**Source extract:**
#####
Tuesday, August 12, 2008

Flame Wars...nothing but Flame wars....

I think it goes without saying at this point that I dig me some Star Wars. So, I totally understand the love the some folks have for it. Really, I do. Hell, after all of the time and effort I’ve spent chronicling the adventures of Raptor Squad, trust me, I understand having an unbridled passion for something.
What I don’t get is why some folks feel the need to argue, demean and in some cases be downright nasty to those fans who have different ideas or theories about that galaxy “far, far away.”

Really, you’re not impressing anyone. Seriously.

I mean, I’ve seen people get in heated flame wars over the size of a Star Destroyer. I’ve seen fans get red it the face and damn near pop because someone suggests a different viewpoint about how Jedi should or shouldn’t act. And I won’t even go into the whole Star Wars vs Star trek battles or, God forbid, the D6 vs D20 debate.

I mean, why?

It’s especially troublesome to see, especially since there are (more often than not) numerous “official” sources that occasionally contradict one another. So you theoretically could have two people arguing the same point and both be “right” because old George, in between puffs on a big fat blunt, decided to sign off on two different things without having his flunkies go back and check to see what he’d already approved.

Yeah, that helps.

Maybe it’s because I’m getting older- too damn old to care or too damn old to see the point- but when I see these kind of threads, posts, blogs etc I just shake my head now and laugh. At the argument, the posters and the poor moderators who not only have to read through this retarded sh*t, but try to make sense of it and keep the peace as well.

To fight, argue and get enraged (and yeah, you know some of you out there do, don’t deny it Fanboy) over a work of fiction, that, as has been proven, can be and usually IS revised and retooled to Lucas’ wishes depending on what mood he’s in from minute to minute? What the hell?

Hey! Remember when the Force was a “mysterious energy the bound all of us together"? Yeah, that was before it became little critters fritzing about in our DNA. Why? Cause George woke up one morning and thought it was a good idea. Lord, why don't you argue about what cereal he decides to eat in the morning? It would mean about as much.

See, the thing is, I know the answer. I know exactly why these little wars and arguments crop up and continue to flourish. It’s actually a two-fold answer, and if I may, bear with me while I put my shrink hat on.

It’s simple, the human desire to be better or smarter than someone else (dominance) , coupled with the anonymity of the internet (cowardice).

That’s it.

That’s why you have these flame wars over such ridiculous and miniscule minutiae. Because truth is, if those involved in these flame wars and pointless battles were to have to sit across from each other and hold forth with the same opinions you would see a VAST difference in etiquette and mannerisms.

VAST.
#####
Items from a data source

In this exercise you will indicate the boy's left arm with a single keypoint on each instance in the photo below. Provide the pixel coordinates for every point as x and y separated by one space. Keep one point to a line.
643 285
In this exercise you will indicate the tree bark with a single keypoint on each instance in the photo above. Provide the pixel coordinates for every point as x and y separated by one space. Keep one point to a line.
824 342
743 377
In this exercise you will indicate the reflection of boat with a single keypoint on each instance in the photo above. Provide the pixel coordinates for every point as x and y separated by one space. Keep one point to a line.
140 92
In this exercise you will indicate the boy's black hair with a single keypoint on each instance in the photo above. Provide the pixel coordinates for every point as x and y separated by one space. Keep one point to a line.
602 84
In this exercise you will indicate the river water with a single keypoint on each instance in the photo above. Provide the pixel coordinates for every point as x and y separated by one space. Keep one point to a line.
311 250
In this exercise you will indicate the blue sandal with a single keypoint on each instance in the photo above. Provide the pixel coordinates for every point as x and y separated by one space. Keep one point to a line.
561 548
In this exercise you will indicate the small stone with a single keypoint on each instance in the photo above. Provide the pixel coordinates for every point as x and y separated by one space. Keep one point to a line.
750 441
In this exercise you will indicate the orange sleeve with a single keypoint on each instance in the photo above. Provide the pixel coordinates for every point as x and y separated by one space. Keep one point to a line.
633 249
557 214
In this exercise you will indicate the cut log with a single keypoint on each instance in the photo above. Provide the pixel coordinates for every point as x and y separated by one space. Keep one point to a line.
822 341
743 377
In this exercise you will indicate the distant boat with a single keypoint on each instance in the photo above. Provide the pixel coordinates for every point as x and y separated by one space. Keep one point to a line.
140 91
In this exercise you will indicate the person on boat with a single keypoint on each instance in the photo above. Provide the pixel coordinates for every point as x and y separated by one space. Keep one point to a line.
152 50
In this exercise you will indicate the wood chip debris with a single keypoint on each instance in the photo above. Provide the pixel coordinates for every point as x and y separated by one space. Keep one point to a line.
#####
**Exercise details:** Resume the blog post on Star Wars fan flame wars, picking up right after its final line.

**Answer below:**
But they don’t have to, so the idiots and children who’ve been failed by their parents or society or whatever are allowed to run free on the web, spewing their venom and immaturity in whatever form (or forums) they wish.

And unfortunately, people bite, and just feed into it.

Yeah, I grew tired of it a long time ago, and I don’t bother now. When I'm perusing the forums (which is rare) and see someone spouting off, I ignore them. I don’t even bother getting involved because, again, what’s the point? It doesn’t make me feel better, it does my blood pressure little good and I certainly can be doing more productive things that DO make me feel good and are quite relaxing.

I seem to be doing that a lot lately, trimming the excess and uselessness from my life, so that only the important things remain. And ya know, it’s working out pretty well, thanks for asking.

So, before you launch into a tirade next time you see some kid (or single, middle-aged man living in Mom's basement) incorrectly citing the length or cargo capacity of the Millennium Falcon, ask yourself first: Is it going to change anything in the grand scheme of things? Is it going to make you or the other person a better individual? Improve the quality or your life? Or is it just so you can try to look superior, flexing that big “Star Wars” brain and impressing a group of faceless dornes you'll likely never meet or could care less about in the flesh and blood world?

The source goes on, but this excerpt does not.